_Extrait choisi_

○ ○ ○ ○ ○ ○ ○

Dans quel monde, lors de son licenciement, le directeur d’un organisme investi d’une mission de service public est-il gratifié d’un parachute doré – et ce, en ayant laissé courir de graves dysfonctionnements durant une quarantaine d’années ? Réponse : la SSAA, anciennement Agessa. Montant : 300.000 €, versés à Thierry Dumas, lors de son départ le 7 juin 2024.
Au commencement, il y eut le scandale Agessa, que certaines organisations dans le déni continuent de refuser. 190.000 artistes auteurs qui n’ont pas eu de prélèvement de cotisations. Des faits reconnus par l’ancien directeur, pour qui « l’AGESSA n’a pas fait son travail pendant une quarantaine d’années ».
Bruno Racine, conseiller maître à la Cour des comptes, dans son rapport de 2020, indiquait : « Ce défaut de prélèvement qui s’expliquerait par les limites du système informatique illustre une grave défaillance de pilotage interne et de contrôle externe. Les conséquences sociales en sont dramatiques puisque les artistes auteurs concernés qui, de bonne foi, pouvaient légitimement aspirer à percevoir une pension de retraite à proportion des cotisations qu’ils pensaient avoir versées se trouvent privés de droits correspondants. »
Quarante ans d’oubli, mais qui s’en souvient ?
Des manques de moyens, ou des contraintes structurelles, donc, mais pas seulement. L’ancien directeur avait invoqué une responsabilité partagée des ministères de tutelle – en l'occurrence Culture (chargé des politiques relatives aux auteurs et artistes) et Affaires sociales, c’est-à-dire en pratique le ministère du Travail, de la Santé et des Solidarités, via sa Direction de la sécurité sociale (DSS). Il suggérait alors que les demandes et alertes adressées aux ministères n’avaient pas obtenu de réponse suffisante.
Une justification de l’échec structurel qui est bien entendu contestée par les syndicats d’auteurs.
Reste que le pilote du scandale Agessa avait été reconduit dans ses fonctions quand la structure fut renommée SSAA — Sécurité Sociale des Artistes Auteurs. Voilà qui ne manquait déjà pas d’ironie : de fait, sous sa direction, l’Agessa a été reconnue coupable de faute et condamnée à indemniser un auteur pour la gestion défaillante des droits à la retraite.
En remerciement des services rendus...

○ ○ ○ ○ ○ ○ ○

_Entrées extraites_

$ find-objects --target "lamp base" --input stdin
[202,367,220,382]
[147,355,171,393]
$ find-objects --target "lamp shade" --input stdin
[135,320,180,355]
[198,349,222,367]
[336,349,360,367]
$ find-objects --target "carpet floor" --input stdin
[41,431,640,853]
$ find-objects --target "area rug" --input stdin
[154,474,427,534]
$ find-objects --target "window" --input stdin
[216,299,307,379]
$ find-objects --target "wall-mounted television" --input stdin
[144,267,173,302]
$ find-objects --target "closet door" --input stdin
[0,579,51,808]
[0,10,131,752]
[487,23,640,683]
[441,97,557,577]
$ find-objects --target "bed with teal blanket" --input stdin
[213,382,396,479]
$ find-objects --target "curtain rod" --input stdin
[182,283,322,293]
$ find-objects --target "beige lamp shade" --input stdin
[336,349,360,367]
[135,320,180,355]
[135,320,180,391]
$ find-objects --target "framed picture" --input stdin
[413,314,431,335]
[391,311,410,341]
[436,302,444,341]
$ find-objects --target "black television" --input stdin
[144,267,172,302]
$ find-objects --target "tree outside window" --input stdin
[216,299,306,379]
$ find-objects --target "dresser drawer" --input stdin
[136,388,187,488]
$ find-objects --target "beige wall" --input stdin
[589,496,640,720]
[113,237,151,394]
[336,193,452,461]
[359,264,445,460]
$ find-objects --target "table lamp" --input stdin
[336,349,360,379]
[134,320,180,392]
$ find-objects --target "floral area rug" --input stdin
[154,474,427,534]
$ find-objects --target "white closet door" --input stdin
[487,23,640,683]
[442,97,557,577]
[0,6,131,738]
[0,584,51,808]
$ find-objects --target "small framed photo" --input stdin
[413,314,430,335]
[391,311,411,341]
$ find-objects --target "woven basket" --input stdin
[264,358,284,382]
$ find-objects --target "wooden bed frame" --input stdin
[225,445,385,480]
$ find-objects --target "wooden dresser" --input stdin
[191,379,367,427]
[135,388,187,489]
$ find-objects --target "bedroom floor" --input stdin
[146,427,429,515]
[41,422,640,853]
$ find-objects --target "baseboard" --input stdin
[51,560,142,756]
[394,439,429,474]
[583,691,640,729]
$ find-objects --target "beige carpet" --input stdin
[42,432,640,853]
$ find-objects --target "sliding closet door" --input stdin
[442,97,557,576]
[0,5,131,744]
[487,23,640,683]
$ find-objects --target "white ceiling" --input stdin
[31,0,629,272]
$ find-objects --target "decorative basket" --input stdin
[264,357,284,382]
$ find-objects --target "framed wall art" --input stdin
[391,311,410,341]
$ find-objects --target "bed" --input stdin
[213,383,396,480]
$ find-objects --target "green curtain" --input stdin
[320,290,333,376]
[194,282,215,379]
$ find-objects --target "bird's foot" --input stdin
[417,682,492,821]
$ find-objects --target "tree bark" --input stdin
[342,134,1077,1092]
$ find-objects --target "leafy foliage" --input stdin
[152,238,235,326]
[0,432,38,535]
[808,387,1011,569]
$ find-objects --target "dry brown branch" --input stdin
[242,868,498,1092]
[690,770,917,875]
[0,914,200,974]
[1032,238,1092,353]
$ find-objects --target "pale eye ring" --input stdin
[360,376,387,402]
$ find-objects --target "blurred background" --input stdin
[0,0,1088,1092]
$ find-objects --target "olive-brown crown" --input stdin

○ ○ ○ ○ ○ ○ ○

_À faire_
- a) Traduisez en anglais cette phrase de l'extrait sur l'Agessa : « Il suggérait alors que les demandes et alertes adressées aux ministères n’avaient pas obtenu de réponse suffisante. »
- b) D'après l'extrait sur l'Agessa, quelle somme Thierry Dumas a-t-il reçue lors de son départ ?

_Réponses par tâche_
- a) He then suggested that the requests and warnings sent to the ministries had not received a sufficient response.

- b) 300.000 €.